▶ _WORK REQUEST_
Pull out every line below holding the word "long".

§ §

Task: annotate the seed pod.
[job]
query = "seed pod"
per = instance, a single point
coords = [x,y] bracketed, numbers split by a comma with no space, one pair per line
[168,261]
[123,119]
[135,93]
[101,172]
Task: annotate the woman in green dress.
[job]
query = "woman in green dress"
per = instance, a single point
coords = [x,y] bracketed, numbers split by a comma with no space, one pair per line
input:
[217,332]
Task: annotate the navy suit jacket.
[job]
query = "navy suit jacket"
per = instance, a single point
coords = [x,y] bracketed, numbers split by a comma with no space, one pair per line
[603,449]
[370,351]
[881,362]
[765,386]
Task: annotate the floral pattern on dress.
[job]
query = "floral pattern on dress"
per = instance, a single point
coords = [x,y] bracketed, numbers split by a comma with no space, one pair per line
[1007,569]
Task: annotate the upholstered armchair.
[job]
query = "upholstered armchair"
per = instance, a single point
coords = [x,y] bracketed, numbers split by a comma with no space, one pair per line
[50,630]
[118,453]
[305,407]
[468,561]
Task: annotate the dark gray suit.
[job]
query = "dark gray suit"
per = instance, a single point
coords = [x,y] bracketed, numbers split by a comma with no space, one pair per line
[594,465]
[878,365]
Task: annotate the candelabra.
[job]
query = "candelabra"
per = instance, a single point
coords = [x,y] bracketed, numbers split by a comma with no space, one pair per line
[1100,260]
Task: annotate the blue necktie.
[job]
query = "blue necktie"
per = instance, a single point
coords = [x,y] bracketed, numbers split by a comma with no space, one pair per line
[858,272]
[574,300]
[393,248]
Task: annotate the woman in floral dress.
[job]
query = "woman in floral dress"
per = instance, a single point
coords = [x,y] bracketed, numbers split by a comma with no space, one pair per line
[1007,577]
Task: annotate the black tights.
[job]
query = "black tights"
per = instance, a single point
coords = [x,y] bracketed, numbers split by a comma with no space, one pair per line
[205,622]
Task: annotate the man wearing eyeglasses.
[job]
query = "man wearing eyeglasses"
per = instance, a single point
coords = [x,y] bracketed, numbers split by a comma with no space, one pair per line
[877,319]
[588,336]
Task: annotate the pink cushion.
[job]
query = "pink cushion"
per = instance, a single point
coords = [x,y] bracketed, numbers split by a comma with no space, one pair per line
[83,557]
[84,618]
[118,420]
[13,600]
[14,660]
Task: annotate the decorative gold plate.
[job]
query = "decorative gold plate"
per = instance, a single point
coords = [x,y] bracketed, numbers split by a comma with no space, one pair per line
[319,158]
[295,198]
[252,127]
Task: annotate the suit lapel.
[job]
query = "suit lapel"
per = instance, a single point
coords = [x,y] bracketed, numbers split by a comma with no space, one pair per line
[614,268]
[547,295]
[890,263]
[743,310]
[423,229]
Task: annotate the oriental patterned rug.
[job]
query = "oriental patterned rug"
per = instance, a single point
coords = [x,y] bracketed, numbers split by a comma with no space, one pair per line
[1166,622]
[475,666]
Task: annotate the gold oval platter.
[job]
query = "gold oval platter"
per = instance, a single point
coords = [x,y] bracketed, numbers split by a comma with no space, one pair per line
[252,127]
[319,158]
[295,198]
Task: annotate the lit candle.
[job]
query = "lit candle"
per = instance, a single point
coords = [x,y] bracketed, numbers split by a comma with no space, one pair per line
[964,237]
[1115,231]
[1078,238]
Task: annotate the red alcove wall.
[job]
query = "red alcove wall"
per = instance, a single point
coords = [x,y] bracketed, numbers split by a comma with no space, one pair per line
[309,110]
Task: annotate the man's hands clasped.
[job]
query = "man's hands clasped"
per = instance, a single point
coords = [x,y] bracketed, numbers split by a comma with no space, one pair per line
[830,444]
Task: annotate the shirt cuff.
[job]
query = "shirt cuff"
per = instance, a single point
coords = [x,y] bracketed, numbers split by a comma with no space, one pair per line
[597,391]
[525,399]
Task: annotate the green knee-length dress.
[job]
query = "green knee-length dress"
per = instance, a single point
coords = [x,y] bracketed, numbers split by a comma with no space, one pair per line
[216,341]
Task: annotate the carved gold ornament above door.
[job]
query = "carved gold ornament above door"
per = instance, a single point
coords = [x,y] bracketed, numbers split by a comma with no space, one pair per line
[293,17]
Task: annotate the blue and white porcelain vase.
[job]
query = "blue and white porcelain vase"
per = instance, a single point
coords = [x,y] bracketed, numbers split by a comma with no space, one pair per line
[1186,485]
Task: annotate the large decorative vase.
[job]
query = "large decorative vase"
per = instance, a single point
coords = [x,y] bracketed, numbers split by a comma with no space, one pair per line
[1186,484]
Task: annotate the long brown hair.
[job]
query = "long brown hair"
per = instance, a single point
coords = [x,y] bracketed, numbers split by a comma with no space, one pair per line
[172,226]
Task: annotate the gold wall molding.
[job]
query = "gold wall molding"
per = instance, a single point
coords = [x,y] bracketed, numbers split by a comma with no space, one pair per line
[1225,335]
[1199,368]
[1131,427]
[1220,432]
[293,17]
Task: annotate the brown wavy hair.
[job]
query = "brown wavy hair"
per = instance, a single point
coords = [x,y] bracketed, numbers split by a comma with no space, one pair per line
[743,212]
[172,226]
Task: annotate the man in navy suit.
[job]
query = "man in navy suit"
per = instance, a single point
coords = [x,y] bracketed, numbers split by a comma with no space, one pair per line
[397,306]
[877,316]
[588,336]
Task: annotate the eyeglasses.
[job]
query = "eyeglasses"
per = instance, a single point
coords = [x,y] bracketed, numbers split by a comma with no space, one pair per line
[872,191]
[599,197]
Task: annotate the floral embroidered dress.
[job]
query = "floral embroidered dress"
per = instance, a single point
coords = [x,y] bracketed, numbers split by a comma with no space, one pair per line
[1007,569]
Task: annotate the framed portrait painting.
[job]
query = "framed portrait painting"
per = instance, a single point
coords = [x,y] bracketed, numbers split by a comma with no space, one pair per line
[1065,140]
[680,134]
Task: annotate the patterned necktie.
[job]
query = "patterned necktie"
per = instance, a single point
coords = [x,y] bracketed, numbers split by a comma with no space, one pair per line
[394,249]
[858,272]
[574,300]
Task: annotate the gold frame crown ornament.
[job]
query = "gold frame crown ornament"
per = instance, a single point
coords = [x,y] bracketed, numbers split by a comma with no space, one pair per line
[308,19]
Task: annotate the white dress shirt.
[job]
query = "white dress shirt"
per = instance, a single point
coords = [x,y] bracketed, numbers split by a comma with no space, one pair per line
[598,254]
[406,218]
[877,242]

§ §

▶ _OUTPUT OF THE EXERCISE_
Task: annotate the long brown hair.
query = "long brown hair"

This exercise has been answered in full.